- **Given problem**
Reproduce the entire listing below word for word, omitting the pictures.

== Provided data

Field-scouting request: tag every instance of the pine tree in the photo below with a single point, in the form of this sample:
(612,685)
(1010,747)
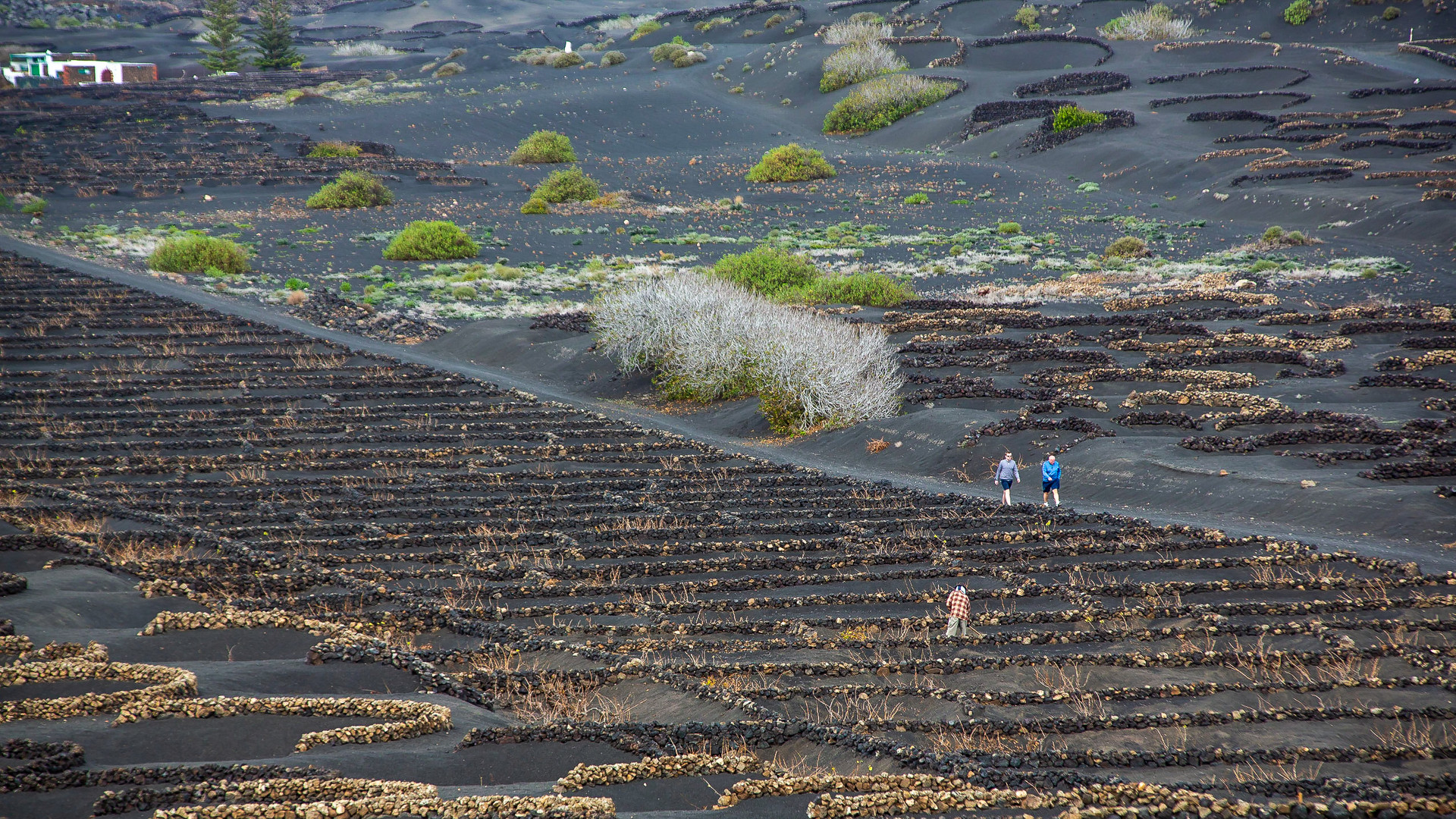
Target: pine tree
(226,53)
(274,37)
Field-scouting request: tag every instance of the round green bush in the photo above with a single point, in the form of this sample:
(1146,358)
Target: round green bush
(667,52)
(1126,248)
(1071,117)
(766,270)
(789,164)
(431,241)
(196,254)
(351,188)
(883,101)
(544,148)
(568,186)
(870,289)
(334,149)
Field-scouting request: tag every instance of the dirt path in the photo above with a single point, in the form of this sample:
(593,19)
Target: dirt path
(1430,558)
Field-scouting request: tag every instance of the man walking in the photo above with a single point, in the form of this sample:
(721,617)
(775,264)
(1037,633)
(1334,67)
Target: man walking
(1008,474)
(960,605)
(1050,480)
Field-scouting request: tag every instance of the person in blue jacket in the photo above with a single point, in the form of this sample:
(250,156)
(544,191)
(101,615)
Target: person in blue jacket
(1006,474)
(1050,480)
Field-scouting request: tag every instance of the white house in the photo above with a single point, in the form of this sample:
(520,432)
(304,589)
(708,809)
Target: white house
(72,69)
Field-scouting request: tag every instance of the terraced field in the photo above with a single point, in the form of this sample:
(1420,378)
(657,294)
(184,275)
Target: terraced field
(560,588)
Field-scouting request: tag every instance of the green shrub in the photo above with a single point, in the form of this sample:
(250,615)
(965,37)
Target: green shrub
(431,241)
(331,149)
(870,289)
(789,164)
(647,28)
(351,188)
(544,148)
(667,53)
(766,270)
(881,101)
(196,254)
(1126,248)
(856,63)
(1071,117)
(566,60)
(568,186)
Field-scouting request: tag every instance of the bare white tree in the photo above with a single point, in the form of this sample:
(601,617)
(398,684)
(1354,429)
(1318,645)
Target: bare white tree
(707,338)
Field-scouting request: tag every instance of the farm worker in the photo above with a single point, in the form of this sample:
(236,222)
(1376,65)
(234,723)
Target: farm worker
(1050,480)
(1008,474)
(960,605)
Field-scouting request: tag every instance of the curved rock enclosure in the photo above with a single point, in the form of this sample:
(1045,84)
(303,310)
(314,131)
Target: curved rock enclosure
(545,577)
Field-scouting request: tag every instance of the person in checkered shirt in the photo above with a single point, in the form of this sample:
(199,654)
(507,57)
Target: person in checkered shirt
(960,605)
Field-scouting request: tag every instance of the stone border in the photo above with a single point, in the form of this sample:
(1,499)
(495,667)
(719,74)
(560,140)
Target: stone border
(169,682)
(410,719)
(655,768)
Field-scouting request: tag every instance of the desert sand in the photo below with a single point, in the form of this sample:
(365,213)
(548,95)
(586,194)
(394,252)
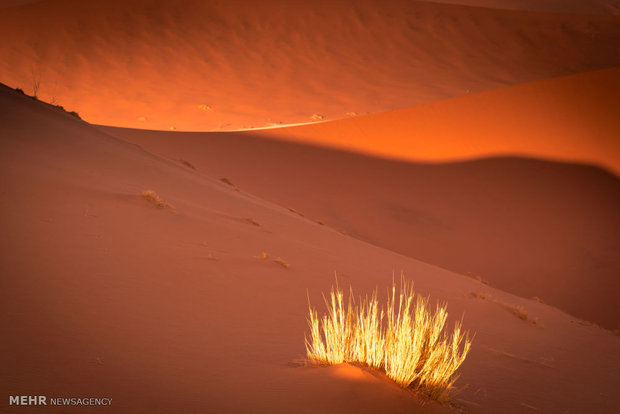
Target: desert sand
(105,294)
(472,147)
(158,64)
(175,310)
(554,223)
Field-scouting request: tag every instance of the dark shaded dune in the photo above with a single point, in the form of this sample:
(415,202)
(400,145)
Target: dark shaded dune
(103,294)
(530,227)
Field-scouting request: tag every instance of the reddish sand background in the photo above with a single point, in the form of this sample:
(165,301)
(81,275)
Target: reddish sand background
(556,6)
(574,119)
(154,64)
(533,228)
(103,294)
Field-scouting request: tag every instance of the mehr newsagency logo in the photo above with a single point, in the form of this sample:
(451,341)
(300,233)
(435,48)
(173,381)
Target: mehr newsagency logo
(65,401)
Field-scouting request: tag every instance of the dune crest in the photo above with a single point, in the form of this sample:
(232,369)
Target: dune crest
(153,64)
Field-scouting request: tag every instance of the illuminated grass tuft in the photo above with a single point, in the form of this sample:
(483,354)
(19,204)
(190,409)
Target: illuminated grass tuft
(404,339)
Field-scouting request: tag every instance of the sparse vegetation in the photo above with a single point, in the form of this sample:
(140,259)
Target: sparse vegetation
(292,210)
(188,164)
(282,263)
(152,197)
(252,221)
(230,183)
(405,340)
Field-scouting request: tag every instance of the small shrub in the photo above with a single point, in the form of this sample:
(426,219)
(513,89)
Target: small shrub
(188,164)
(230,183)
(405,340)
(282,263)
(152,197)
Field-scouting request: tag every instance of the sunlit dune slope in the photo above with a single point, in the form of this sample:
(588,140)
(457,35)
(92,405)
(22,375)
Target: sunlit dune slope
(204,65)
(573,118)
(534,228)
(104,294)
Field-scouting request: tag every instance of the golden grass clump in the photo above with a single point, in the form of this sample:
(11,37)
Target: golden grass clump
(404,339)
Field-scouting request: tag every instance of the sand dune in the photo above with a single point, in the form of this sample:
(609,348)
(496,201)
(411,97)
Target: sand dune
(533,228)
(159,64)
(574,118)
(103,294)
(556,6)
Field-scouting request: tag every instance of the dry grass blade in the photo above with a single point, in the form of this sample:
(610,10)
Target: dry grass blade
(405,339)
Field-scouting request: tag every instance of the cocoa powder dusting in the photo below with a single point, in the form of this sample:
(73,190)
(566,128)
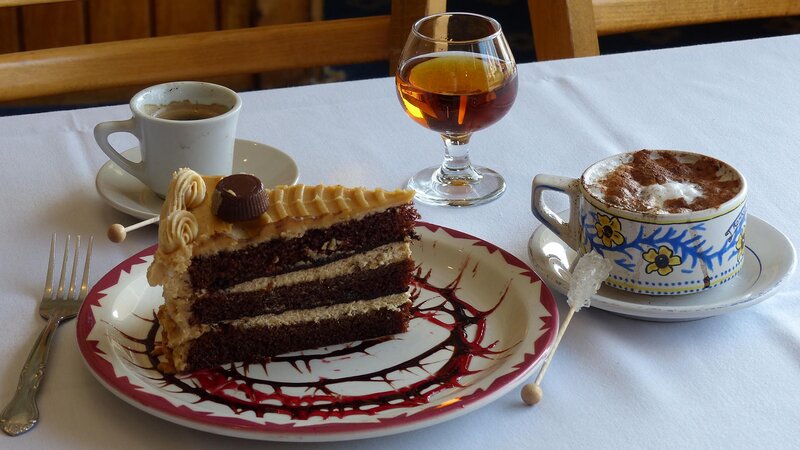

====

- **The completed task**
Field-scouting request: tag every instance of the pine tree in the photo below with a single point, in the form of this sample:
(612,685)
(1010,747)
Target: pine tree
(226,53)
(274,37)
Field-scouting request: tag every instance of the round green bush in the photo above with a single point, in the form of this sample:
(1146,358)
Target: round green bush
(667,52)
(1126,248)
(1071,117)
(766,270)
(789,164)
(431,241)
(196,254)
(351,188)
(883,101)
(544,148)
(568,186)
(870,289)
(334,149)
Field-scouting request: tag every instance of the dirt path in the photo above with a single point, in the form of this sample:
(593,19)
Target: dirt path
(1430,558)
Field-scouting request: tag every instance of the man walking in the photo above with a single point, in the form of this sample:
(721,617)
(775,264)
(1037,633)
(1334,67)
Target: man walking
(1008,474)
(960,605)
(1050,480)
Field-scouting request: tag every instance of the person in blue jacket in the photo above with a single point, in the form of this sample:
(250,156)
(544,191)
(101,615)
Target: person in blue jacket
(1006,474)
(1050,480)
Field-scouting request: tag every instance of the white house in the photo above with a single point, in the form of this sample:
(520,432)
(304,589)
(708,809)
Target: white house
(72,69)
Field-scouting request: tag every instance of the terraced field in the photo above with a single point, in the form of this sample:
(1420,378)
(657,294)
(184,275)
Target: terraced field
(560,588)
Field-scouting request: tag every instance of the green shrub in the photo above with a single point, in the form of this sample:
(250,615)
(965,37)
Target: green shrub
(431,241)
(331,149)
(870,289)
(789,164)
(647,28)
(351,188)
(544,148)
(667,53)
(766,270)
(881,101)
(196,254)
(1126,248)
(856,63)
(1071,117)
(566,60)
(568,186)
Field-scouting request: tag every instance of the bare white tree in the photo above with a single point, in the form of this sample:
(601,617)
(398,684)
(1354,429)
(1318,645)
Target: bare white tree
(707,338)
Field-scouting request: tag every instance of the farm worker in the photo above with a single point, in the form of this sample:
(236,222)
(1376,65)
(234,723)
Target: farm worker
(1050,480)
(1008,474)
(960,605)
Field-scouting request: tag every instance of the curved rock enclosure in the photo above with a single point, in the form of this sample:
(1045,84)
(303,310)
(314,131)
Target: curved rock enclosure
(545,577)
Field-scouting request: tag every instance of the person in checkered shirt in the photo above with a single point, in the form of this sample:
(199,654)
(507,57)
Target: person in checkered shirt
(960,605)
Field-scouting request: tag every instance of the stone border in the photo above with a single point, in the form of this sample:
(1,499)
(495,667)
(719,74)
(560,140)
Target: stone border
(169,682)
(410,719)
(655,768)
Field-scouting request: tag every instance of the desert sand in the photo below with a single point, in the form of this sample:
(365,213)
(548,95)
(586,194)
(394,252)
Target: desert sand
(105,294)
(472,147)
(158,64)
(175,310)
(554,223)
Field-scouting request: tag every instance of the dark shaded dune in the photo above with a single point, in the form of this sample:
(415,202)
(400,145)
Target: dark shaded dune
(103,294)
(530,227)
Field-scouting request: tag every instance of the reddish sand background in the photo above with a single point, in the form of this sample:
(165,301)
(81,275)
Target: reddish sand background
(556,6)
(574,119)
(154,64)
(533,228)
(103,294)
Field-scouting request: tag every instance of the mehr newsagency logo in the photo above with a single point, in the form of this sample:
(451,341)
(300,233)
(435,48)
(173,381)
Target: mehr newsagency logo
(65,401)
Field-scouting request: tag every instance of the dune crest in the photo above with a single point, in the form of this sample:
(232,369)
Target: dune crest
(153,64)
Field-scouting request: tag every instance of the illuminated grass tuft in the photo above with a single point, in the form of this sample:
(483,354)
(19,204)
(190,409)
Target: illuminated grass tuft
(404,339)
Field-scouting request: tag every instance of the sparse vegetation in the photo above with a single point, in the form of this sample:
(140,259)
Target: sparse vegetation
(292,210)
(188,164)
(282,263)
(152,197)
(252,221)
(230,183)
(405,340)
Field-scouting request: tag every instance of the small shrub in the photo above with a single point, in the form of this sample:
(426,219)
(513,89)
Target: small shrub
(188,164)
(230,183)
(405,340)
(282,263)
(152,197)
Field-scouting request: tag every instance of the sunlit dune slope in the photo above with a single point, in the form of this sample:
(588,140)
(457,35)
(92,405)
(22,375)
Target: sunlit dune slope
(204,65)
(573,118)
(534,228)
(104,294)
Field-scouting request: tag every instance of the golden grass clump in the photo above with a single point, in the form of this sample:
(11,37)
Target: golden grass clump
(404,339)
Field-scouting request: tag every instance of the sand dune in the photo above with a single point, in the form of this sample:
(609,348)
(496,201)
(411,97)
Target: sand dune
(533,228)
(159,64)
(574,118)
(103,294)
(556,6)
Field-scouting request: tag every instance of the dry grass blade in the photo above with a single point, in the form of this sample:
(610,10)
Target: dry grass blade
(405,339)
Field-scouting request: tag every instance of the cocoa powder dusting in the photo below with a single point, in the form of this sample:
(73,190)
(566,128)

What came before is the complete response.